Bloque de texto —
%%

Así es la cosa; cada garrote que el cosmos nos pone a mano resulta a medida de las espaldas progresistas, y a nosotros el viento no nos despeina. Llevados de esta retórica, casi podríamos creer a Cristo lo crucificaron los judíos que no esperaban al Mesías y que adoraban los progresos del mundo greco-romano, mientras que los discípulos fieles eran los sufridos defensores de la tradición esjatológica.

%%

Objetivo del ejercicio —
Duplique íntegramente el bloque de texto, sin modificar ni una sola palabra. Los ítems no intervienen en esta tarea.

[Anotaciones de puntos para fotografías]
%%

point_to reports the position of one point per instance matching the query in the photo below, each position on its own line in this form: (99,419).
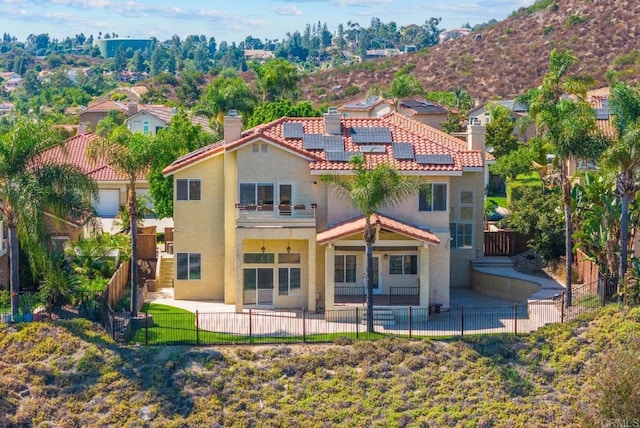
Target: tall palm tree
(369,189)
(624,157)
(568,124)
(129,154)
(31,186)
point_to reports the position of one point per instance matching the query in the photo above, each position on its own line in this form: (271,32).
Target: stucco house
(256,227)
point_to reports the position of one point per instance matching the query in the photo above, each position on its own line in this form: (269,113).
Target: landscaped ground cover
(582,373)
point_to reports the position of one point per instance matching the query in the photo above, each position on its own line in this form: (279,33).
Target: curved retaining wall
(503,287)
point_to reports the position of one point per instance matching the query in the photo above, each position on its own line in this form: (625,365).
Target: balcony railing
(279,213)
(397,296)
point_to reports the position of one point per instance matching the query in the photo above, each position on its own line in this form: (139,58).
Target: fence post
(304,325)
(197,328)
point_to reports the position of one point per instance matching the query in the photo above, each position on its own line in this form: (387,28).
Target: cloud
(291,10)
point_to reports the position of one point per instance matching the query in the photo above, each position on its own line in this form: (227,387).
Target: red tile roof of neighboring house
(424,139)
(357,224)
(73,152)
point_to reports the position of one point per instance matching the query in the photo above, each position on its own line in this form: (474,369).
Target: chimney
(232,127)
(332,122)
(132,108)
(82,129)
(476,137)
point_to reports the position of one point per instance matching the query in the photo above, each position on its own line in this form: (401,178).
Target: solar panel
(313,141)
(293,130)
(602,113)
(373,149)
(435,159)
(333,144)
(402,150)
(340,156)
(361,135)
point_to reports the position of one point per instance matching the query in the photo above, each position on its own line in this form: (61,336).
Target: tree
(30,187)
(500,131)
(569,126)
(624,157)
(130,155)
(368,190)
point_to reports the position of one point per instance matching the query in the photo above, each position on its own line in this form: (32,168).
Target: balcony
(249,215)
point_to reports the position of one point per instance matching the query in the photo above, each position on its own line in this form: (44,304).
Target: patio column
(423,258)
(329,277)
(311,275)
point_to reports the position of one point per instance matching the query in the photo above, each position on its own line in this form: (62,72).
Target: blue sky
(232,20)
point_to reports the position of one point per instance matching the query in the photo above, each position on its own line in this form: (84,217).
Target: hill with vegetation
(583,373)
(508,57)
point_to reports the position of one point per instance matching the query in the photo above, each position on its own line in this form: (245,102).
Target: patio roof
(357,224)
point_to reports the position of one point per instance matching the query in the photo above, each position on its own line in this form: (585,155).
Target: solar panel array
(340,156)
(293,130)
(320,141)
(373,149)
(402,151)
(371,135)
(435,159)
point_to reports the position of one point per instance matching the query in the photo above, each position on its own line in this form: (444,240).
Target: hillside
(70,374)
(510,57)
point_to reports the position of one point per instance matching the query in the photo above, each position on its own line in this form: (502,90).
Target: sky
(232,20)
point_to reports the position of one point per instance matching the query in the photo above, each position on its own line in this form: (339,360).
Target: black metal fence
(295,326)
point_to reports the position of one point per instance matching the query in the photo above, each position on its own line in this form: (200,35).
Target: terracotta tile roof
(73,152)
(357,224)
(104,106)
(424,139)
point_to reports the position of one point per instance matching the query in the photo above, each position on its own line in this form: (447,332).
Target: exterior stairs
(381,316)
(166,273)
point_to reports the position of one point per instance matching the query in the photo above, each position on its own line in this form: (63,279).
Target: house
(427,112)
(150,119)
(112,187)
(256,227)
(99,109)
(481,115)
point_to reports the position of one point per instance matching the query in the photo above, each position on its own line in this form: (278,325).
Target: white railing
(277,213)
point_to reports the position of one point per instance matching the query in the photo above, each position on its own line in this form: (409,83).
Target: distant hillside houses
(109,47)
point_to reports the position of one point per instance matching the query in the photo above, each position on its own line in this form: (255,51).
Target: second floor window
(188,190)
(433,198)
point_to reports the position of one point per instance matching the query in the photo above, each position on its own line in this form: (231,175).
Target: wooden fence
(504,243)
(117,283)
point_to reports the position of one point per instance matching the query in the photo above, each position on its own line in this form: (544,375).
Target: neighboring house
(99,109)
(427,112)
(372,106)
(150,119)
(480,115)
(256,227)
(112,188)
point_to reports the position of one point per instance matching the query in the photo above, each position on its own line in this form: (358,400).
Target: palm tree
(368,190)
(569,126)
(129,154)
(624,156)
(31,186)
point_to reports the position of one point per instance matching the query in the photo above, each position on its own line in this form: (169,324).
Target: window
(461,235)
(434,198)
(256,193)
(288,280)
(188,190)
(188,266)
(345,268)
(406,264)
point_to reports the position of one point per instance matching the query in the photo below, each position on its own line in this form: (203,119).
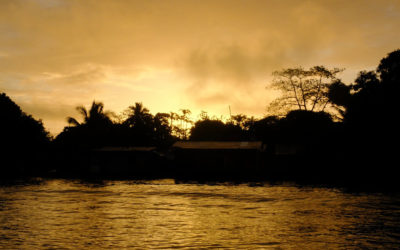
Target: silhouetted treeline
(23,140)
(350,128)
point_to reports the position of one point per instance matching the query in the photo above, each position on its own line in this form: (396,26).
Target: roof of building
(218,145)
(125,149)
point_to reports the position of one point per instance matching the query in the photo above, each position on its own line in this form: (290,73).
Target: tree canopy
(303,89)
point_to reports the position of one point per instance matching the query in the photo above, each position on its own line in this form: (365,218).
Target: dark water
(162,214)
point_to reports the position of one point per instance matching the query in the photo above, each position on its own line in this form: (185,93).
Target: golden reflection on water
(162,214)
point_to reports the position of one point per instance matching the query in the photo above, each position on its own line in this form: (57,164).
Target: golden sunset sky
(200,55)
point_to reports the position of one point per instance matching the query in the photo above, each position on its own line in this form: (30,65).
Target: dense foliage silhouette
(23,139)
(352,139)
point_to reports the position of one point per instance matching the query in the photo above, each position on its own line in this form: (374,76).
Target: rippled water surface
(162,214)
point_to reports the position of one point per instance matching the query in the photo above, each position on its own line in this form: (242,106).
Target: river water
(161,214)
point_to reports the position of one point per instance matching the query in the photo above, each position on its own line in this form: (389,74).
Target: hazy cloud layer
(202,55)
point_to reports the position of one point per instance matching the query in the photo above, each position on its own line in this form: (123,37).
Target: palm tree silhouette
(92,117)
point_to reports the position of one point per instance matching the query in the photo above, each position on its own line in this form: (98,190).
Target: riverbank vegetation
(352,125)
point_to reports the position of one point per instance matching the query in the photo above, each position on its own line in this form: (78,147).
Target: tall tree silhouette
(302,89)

%%

Respuesta del ejercicio —
Así es la cosa; cada garrote que el cosmos nos pone a mano resulta a medida de las espaldas progresistas, y a nosotros el viento no nos despeina. Llevados de esta retórica, casi podríamos creer a Cristo lo crucificaron los judíos que no esperaban al Mesías y que adoraban los progresos del mundo greco-romano, mientras que los discípulos fieles eran los sufridos defensores de la tradición esjatológica.